> Task requirements
Arrange the lines below as a numbered list, skipping any blank lines. Omit the pictures from your answer.

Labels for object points
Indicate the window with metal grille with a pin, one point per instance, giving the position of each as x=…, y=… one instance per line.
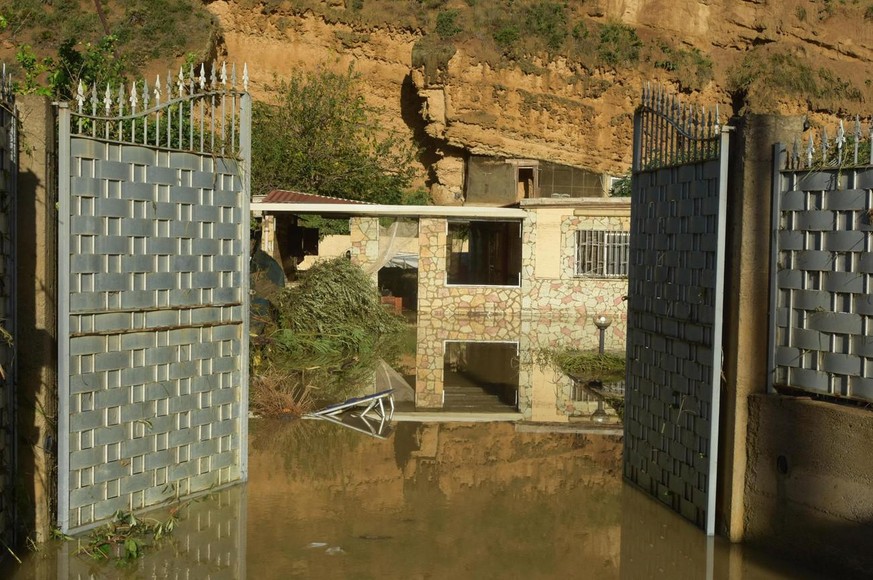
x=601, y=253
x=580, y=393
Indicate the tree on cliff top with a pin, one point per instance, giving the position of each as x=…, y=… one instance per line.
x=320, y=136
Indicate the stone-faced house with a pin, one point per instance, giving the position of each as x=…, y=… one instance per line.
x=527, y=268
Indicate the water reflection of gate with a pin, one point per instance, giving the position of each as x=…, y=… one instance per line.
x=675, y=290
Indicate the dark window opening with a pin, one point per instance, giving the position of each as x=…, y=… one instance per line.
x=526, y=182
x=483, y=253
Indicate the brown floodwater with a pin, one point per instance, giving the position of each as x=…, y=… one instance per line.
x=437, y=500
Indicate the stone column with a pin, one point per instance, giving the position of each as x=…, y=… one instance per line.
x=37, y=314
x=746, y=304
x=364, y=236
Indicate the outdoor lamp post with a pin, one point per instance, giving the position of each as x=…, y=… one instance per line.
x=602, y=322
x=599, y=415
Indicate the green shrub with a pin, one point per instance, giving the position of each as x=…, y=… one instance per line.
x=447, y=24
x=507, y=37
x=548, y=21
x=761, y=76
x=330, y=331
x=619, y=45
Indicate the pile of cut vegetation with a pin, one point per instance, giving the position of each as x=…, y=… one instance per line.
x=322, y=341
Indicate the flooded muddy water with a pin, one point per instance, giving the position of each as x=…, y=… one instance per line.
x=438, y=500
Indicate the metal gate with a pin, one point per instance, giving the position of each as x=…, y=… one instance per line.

> Solution to this exercise
1. Indicate the window with metal grille with a pin, one point per instance, giving the position of each as x=…, y=… one instance per line.
2. x=601, y=253
3. x=580, y=393
4. Indicate the tree on cliff top with a pin, one point per instance, giving the position of each as x=…, y=… one instance per line.
5. x=320, y=136
6. Indicate the stone-faced house with a pin, one point per instance, giving the position of each as x=…, y=… one instance per line.
7. x=527, y=268
8. Indicate the water reflection of gate with a pin, one point per instance, giving the position of each as x=…, y=… one instance per line.
9. x=675, y=290
10. Indicate the dark window opening with a pin, one point per instance, giving the position of each as x=…, y=… one instance per line.
11. x=526, y=182
12. x=483, y=253
13. Indicate the brown floodwater with a pin, one point per instance, giving the position of each as x=…, y=… one instance per line.
14. x=437, y=500
15. Indicate the stone column with a pin, one point per instance, giving the position of each as x=…, y=… one instance per line.
16. x=37, y=314
17. x=746, y=304
18. x=364, y=236
19. Indicate the outdoor lamp post with a pin, one point per instance, giving the position of each as x=…, y=… one instance per line.
20. x=602, y=322
21. x=599, y=415
22. Indicate the green shrub with a pin, one point per instance, giving the position of each as x=…, y=… one instance per line.
23. x=447, y=24
24. x=507, y=37
25. x=548, y=21
26. x=761, y=76
27. x=330, y=331
28. x=619, y=45
29. Indicate the pile of cut vegetation with a pin, one point per instance, giving the position of each as x=…, y=… one instance per line.
30. x=322, y=341
31. Indicate the flooded muddy water with a pin, one point per instance, giving the position of each as x=…, y=… one instance per line.
32. x=438, y=500
33. Indicate the metal gate with a pin, one point per instance, giving the position of each as x=…, y=… one instance per line.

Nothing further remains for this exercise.